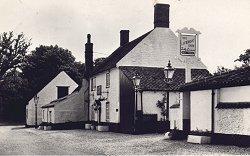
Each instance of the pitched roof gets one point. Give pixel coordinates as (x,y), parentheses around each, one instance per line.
(152,78)
(58,101)
(118,54)
(233,78)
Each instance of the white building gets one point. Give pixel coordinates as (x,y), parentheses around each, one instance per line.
(221,105)
(58,87)
(70,109)
(112,96)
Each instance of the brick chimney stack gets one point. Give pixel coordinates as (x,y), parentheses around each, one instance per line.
(88,57)
(161,15)
(124,37)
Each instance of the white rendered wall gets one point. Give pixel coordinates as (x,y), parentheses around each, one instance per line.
(200,110)
(150,99)
(156,49)
(73,109)
(48,94)
(113,96)
(235,94)
(233,120)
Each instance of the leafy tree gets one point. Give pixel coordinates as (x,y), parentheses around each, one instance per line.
(11,103)
(245,58)
(220,70)
(44,63)
(12,52)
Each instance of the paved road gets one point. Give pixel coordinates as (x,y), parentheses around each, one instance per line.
(29,141)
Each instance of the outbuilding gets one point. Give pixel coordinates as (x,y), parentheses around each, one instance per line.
(220,105)
(123,106)
(60,86)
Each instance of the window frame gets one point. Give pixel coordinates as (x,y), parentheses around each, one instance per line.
(93,84)
(108,80)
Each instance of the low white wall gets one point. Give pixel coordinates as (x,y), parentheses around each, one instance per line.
(233,120)
(201,102)
(235,94)
(150,99)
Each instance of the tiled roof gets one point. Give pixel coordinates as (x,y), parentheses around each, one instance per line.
(233,78)
(152,78)
(228,105)
(57,101)
(118,54)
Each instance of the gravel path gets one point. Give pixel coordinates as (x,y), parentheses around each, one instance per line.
(29,141)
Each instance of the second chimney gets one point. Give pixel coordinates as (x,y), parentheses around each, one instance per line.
(161,15)
(88,57)
(124,37)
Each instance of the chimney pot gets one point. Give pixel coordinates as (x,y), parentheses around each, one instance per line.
(161,15)
(124,37)
(88,57)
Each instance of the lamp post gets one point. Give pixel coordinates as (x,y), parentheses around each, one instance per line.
(168,72)
(36,99)
(136,82)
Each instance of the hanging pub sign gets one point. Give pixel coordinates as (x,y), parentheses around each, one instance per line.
(188,41)
(188,44)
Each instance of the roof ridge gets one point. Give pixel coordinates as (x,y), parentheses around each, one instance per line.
(119,53)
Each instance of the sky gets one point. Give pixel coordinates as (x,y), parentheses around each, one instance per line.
(224,24)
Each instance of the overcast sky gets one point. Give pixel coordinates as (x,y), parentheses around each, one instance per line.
(224,24)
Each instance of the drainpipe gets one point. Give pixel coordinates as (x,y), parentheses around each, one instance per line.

______

**What is being asked:** Only the lines from the one containing "Each instance of the paved" through the end of the records above belong in the answer, each exactly as written.

**Result for this exercise:**
Each instance of the paved road gets one point. Give pixel coordinates as (x,y), parentheses around each, one instance per line.
(29,141)
Each instance of the outbuilding gets one point. Give pixel coordinates as (x,y), parentheses around each, one instance per line.
(220,105)
(123,106)
(60,86)
Each instance of the window frame gets one point. Give pixel coordinates as (x,y), parentheses around each, one instance per line.
(93,84)
(108,80)
Each instance of the low white wall gets one point. Give pixel coordinates as (x,y), parentheses around each, one instance per line.
(233,120)
(201,102)
(235,94)
(150,99)
Each instance of the tiled roof gets one point. Give pixel coordinates as (x,y), parentheses around each, one instance per line.
(233,78)
(152,78)
(228,105)
(57,101)
(118,54)
Each instance of the gravel path gets one point. Give pixel coordinates as (x,y), parentheses around each, one instance per line.
(29,141)
Each instance of the second chimney gets one point. Give pixel coordinates as (x,y), parentheses around each, one instance per line.
(161,15)
(88,57)
(124,37)
Each instance of the chimney pot gets one point. Give pixel coordinates as (x,y), parentheses around each, one instance per line.
(161,15)
(124,37)
(88,57)
Each instance of the lamp post gets one point. Give pixel coordinates as (x,y), parentheses around each, one instance per line.
(168,72)
(36,99)
(136,82)
Each instance of the hanging pub sign gets one point. Give pixel coordinates as (x,y), parentheses around each, one instance per line.
(188,41)
(188,44)
Each instance of the roof ridge gets one point. Give pixel coordinates as (x,y), parentheses around each, one instance per line.
(119,53)
Each instance of the sky gets one point. Give pixel coordinates as (x,y), parentheses around each, one instance per line.
(224,24)
Each instance of the overcast sky gets one point. Give pixel coordinates as (x,y), parentheses around each, one instance per line.
(224,24)
Each instance of the drainpipe gets one point. Give pixel coordinates as (x,y), parentheses around each, one instance per line.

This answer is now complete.